* **Requirements**
a. Summarize the excerpt about the series O passeio in two sentences.
b. In the excerpt about the series O passeio, what are the trees covered with to protect them from the cold?
c. Go on with the excerpt about the series O passeio, picking up after its final sentence.

* **Extracted text**
┏━━
Photography and painting blend into one and the same reportoire: that of the creation of situations capable of subverting the order of the plane and of that which lies before us. We start to have doubts about what has always constituted the truth. The strategy of revealing by hiding is also present in the series O passeio, from 2013, in which the artist, in a surprising manner, tackles a series of trees: in order to be protected from the cold, they are covered with coffee bags. The way in which this procedure was carried out bestows a highly anthropomorphic value on the covered trees. Resembling, in a way, the arrangement of soldiers in an army, those “people” seem to march at random. In light of the serious political matters that the world was undergoing in that start of the year, it’s difficult not to recall the vast numbers of human immigrants who risk their lives crossing seas and oceans with the hope of a better life than that in their home countries, where they are massacred by civil wars, starvation and all sorts of desolation. As bodies lacking in flesh, Marina’s passeio is presented like a deaf and emotional scream against the hypocrisy of the world.
┗━━
* **Given information**
┏━━
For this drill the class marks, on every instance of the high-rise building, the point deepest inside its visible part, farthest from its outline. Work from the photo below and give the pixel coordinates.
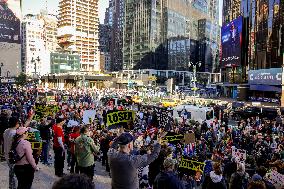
┗━━
* **Expected responses**
a. Photography and painting merge into one repertoire aimed at creating situations that subvert the order of the plane and of what lies before us, leading us to doubt what has always been taken as truth. In the 2013 series O passeio, trees covered with coffee bags against the cold take on a human, soldier-like look that recalls immigrants risking their lives at sea, so the work comes across as a deaf, emotional scream against the world's hypocrisy.

b. Coffee bags.

c.
Marina’s paintings – as well as series of photographs entitled As verdades [The Truths] – reveal another procedure: the economy of gestures supports the construction of a narrative which is made open or flexible to the spectator. In this photographic series, we can observe that the initial image of two football goalposts made from wooden beams (like the makeshift goals found on the beach), gradually transforms, by means of pictorial construction, into a kind of house. The voids (absence, lack or debit) of the two posts becomes filled over the course of the photographic sequence, transforming a makeshift solution or even a prosaic landscape – captured by the artists in an entirely casual manner – into an archetypal shelter or dwelling. Like in a movie, play, book or any narrative means, we are guided to project a story, an event that takes place in an incessant and absorbing way. This is also the case for Garranchos, a polyptych in which cut-out images of branches of the same tree symbolically compose a dance. The layout of the images – which never follows a pattern, in other words, the polyptych can be assembled in all sorts of ways – and the intimate and poetic way in which the branches were documented generate the representation of a circular movement that directly mirrors a dance. The shadow of the branch against the city light reinforces a tone of celebrating the body in movement. Once again, elements of nature blend into human aspects.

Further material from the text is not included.